» Aim of the task
Reproduce every entry in the listing without alteration.

Coordinate annotation records

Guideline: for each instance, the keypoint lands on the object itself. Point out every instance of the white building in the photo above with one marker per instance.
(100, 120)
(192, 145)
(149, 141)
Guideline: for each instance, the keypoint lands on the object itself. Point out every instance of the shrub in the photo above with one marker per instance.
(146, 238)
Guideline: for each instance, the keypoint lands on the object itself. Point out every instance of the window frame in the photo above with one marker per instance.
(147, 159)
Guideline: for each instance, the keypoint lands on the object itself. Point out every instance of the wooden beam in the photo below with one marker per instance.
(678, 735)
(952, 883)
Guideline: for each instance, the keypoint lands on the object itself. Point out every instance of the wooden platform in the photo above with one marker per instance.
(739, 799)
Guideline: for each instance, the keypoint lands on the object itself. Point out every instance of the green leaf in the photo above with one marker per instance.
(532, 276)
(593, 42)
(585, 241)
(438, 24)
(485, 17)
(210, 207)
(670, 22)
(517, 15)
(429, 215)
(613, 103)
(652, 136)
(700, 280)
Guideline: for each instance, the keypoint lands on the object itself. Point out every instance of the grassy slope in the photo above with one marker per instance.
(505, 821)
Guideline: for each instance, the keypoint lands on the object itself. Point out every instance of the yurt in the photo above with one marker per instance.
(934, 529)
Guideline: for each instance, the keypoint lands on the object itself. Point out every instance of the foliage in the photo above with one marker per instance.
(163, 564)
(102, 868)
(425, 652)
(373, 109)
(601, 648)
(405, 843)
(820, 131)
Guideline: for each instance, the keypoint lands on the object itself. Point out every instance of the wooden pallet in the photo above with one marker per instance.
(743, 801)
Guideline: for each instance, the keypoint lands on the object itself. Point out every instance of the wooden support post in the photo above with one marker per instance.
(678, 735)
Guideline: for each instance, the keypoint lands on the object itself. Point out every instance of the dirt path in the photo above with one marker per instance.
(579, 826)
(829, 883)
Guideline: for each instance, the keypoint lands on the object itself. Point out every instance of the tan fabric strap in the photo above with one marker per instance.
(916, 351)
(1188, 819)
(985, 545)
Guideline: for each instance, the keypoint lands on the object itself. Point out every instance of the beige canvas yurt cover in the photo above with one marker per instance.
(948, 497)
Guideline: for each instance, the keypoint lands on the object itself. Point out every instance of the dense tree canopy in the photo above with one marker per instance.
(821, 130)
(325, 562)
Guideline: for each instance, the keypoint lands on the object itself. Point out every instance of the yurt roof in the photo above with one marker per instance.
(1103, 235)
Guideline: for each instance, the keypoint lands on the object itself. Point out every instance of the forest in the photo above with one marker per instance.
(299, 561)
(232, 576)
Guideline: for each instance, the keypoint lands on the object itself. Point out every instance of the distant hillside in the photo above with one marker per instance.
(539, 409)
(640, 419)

» Task response
Guideline: for each instance, the keypoint lands on the object itself. Point out every instance of the white building in the photo above with one marker per instance.
(100, 120)
(192, 145)
(149, 141)
Guideline: for each instance, the keypoint lands on the object itself. Point out every instance of the shrub in the photo above with one marker per instance.
(146, 238)
Guideline: for each instance, the keypoint lands on the object itself. Point out every instance of the window frame in the photo above with one marker per instance.
(147, 159)
Guideline: for each instance, the keypoint lands on the object itself. Point out every instance of the wooden beam in the photo below with one marker per instance.
(678, 735)
(952, 883)
Guideline: for each instance, the keypoint lands on the object itself. Point out every instance of the wooden platform in the photo above with one marker per instance.
(739, 799)
Guideline: for each instance, the keypoint lands on the object itself. Point out every instance of the green leaf in the photo above with one marker per instance.
(532, 276)
(593, 42)
(585, 241)
(438, 24)
(485, 17)
(210, 207)
(670, 22)
(517, 15)
(429, 215)
(613, 103)
(652, 136)
(700, 280)
Guideline: for each instance, the keypoint lands on the object itself. Point out every instance of the grassy slope in the photo above with one marker per instance.
(505, 821)
Guideline: for each instance, the keypoint lands on the object itself. Point out every instance of the yurt in the photo above with one marker per instance.
(934, 529)
Guideline: for each instance, the keypoint lands on the object itself. Point out every instance of the foliage in the photo above with one marker per instance.
(163, 564)
(102, 868)
(425, 652)
(373, 109)
(601, 648)
(405, 843)
(820, 131)
Guideline: for each instance, the keypoint lands on the object itself. Point out every instance of the wooden pallet in the photo above with one marker per instance.
(743, 801)
Guideline: for each instance, the keypoint lands on the object itself. Point out every instance of the wooden support post in the photo above with one marker per instance.
(678, 735)
Guideline: for each instance, the keypoint lands on the object itself. Point out every instance of the dirt path in the photo above with one marker per instance.
(579, 826)
(829, 883)
Guideline: for each instance, the keypoint lands on the object itself. Point out every instance of the tan fabric strap in the photo above with one marker per instance.
(916, 351)
(1188, 819)
(985, 545)
Guideline: for each instance, the keypoint lands on the object itself. Point out every instance of the beige canvas yurt cover in the photo above with one marker per instance.
(948, 497)
Guideline: for each instance, the keypoint lands on the object itself. Point out every instance of the dense tree canopy in the photo above with one marker per instance.
(821, 130)
(325, 562)
Guideline: for each instance, the keypoint lands on the object itself. Point out every instance of the yurt roof in the photo above with one marker per instance.
(1103, 235)
Guideline: for each instance, the keypoint lands on the object itself. Point out every instance of the forest in the photo above with one marker per instance.
(299, 561)
(232, 576)
Guideline: for each instance, the keypoint lands on the object itself. Point out every instance of the distant hillside in the photo above with one marker per instance.
(539, 409)
(640, 419)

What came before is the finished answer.